# Instructions for the task
Every record below should be printed exactly as given.

[Collection entries]
════════════════

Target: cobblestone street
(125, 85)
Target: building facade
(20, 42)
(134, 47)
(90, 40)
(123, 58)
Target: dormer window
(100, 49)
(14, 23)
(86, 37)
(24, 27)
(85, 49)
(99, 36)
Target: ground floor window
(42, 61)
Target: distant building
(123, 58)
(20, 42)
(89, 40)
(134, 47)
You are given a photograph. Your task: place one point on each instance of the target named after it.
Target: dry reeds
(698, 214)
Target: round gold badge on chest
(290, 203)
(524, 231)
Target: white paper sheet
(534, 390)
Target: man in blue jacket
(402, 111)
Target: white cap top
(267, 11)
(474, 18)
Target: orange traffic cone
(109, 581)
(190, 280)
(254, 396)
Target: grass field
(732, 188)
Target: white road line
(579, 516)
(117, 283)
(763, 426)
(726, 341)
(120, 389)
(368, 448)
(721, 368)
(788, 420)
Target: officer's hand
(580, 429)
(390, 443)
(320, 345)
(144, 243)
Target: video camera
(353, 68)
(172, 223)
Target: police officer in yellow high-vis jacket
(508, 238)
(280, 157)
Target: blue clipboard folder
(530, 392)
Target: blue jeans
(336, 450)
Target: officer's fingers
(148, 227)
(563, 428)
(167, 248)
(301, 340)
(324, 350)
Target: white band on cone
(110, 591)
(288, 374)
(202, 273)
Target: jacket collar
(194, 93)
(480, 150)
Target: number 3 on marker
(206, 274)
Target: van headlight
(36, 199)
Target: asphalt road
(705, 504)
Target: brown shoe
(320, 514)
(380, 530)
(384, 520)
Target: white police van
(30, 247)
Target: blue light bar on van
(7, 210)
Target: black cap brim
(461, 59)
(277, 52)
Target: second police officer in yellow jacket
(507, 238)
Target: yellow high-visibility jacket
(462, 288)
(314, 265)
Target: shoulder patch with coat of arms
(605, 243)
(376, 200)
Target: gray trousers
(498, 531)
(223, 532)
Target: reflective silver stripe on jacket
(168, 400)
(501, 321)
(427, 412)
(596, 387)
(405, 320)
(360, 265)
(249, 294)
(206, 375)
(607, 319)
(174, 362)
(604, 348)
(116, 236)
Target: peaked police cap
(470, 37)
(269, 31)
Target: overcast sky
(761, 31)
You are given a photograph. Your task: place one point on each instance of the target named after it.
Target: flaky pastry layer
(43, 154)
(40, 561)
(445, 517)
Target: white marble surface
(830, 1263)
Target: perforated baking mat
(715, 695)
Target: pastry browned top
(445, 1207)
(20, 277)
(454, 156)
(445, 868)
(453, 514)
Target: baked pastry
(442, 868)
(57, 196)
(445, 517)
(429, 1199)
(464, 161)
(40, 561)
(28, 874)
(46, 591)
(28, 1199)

════════════════

# Exercise result
Target: cobblestone street
(125, 85)
Target: building facade
(20, 42)
(134, 47)
(90, 40)
(123, 58)
Target: dormer window
(100, 49)
(14, 23)
(86, 37)
(24, 27)
(85, 49)
(99, 36)
Target: ground floor window
(42, 61)
Target: distant building
(123, 58)
(20, 42)
(89, 40)
(134, 47)
You are given a photograph. Your task: place one point on each instance of the target named after it.
Target: dry reeds
(698, 214)
Target: round gold badge on chest
(290, 203)
(524, 231)
Target: white paper sheet
(534, 390)
Target: man in blue jacket
(402, 111)
Target: white cap top
(267, 11)
(474, 18)
Target: orange traffic cone
(109, 581)
(190, 280)
(254, 396)
Target: grass field
(732, 188)
Target: white road line
(579, 516)
(117, 283)
(763, 426)
(726, 341)
(120, 389)
(368, 448)
(721, 368)
(788, 420)
Target: officer's hand
(580, 429)
(390, 443)
(320, 345)
(144, 243)
Target: video camera
(353, 68)
(172, 223)
Target: police officer in yellow high-vis jacket
(508, 238)
(280, 157)
Target: blue clipboard folder
(530, 392)
Target: blue jeans
(336, 450)
Target: officer's fingers
(148, 227)
(563, 428)
(167, 248)
(301, 340)
(324, 350)
Target: white band on cone
(110, 591)
(288, 374)
(202, 273)
Target: jacket collar
(194, 93)
(480, 150)
Target: number 3 on marker
(206, 274)
Target: van headlight
(36, 199)
Target: asphalt road
(705, 504)
Target: brown shoe
(320, 514)
(380, 530)
(384, 520)
Target: white police van
(30, 247)
Target: blue light bar on van
(7, 210)
Target: black cap brim
(461, 59)
(277, 52)
Target: second police officer in yellow jacket
(507, 238)
Target: yellow high-visibility jacket
(462, 288)
(314, 265)
Target: shoulder patch with coat of arms
(605, 243)
(376, 200)
Target: gray trousers
(498, 531)
(223, 532)
Target: reflective silver stripe on jacket
(168, 400)
(501, 321)
(427, 412)
(596, 387)
(405, 320)
(360, 265)
(249, 294)
(206, 375)
(607, 319)
(174, 362)
(604, 348)
(116, 236)
Target: peaked police cap
(470, 37)
(269, 31)
Target: overcast sky
(761, 31)
You are given a photograph. Your task: place one point on each instance of the target named after it.
Target: flaky pastry layer
(43, 154)
(40, 561)
(445, 517)
Target: white marble surface
(830, 1263)
Target: perforated baking mat
(715, 695)
Target: pastry browned top
(445, 1207)
(20, 277)
(454, 156)
(445, 868)
(453, 514)
Target: baked pastry
(442, 868)
(57, 196)
(445, 517)
(429, 1199)
(464, 161)
(40, 561)
(28, 874)
(46, 591)
(28, 1199)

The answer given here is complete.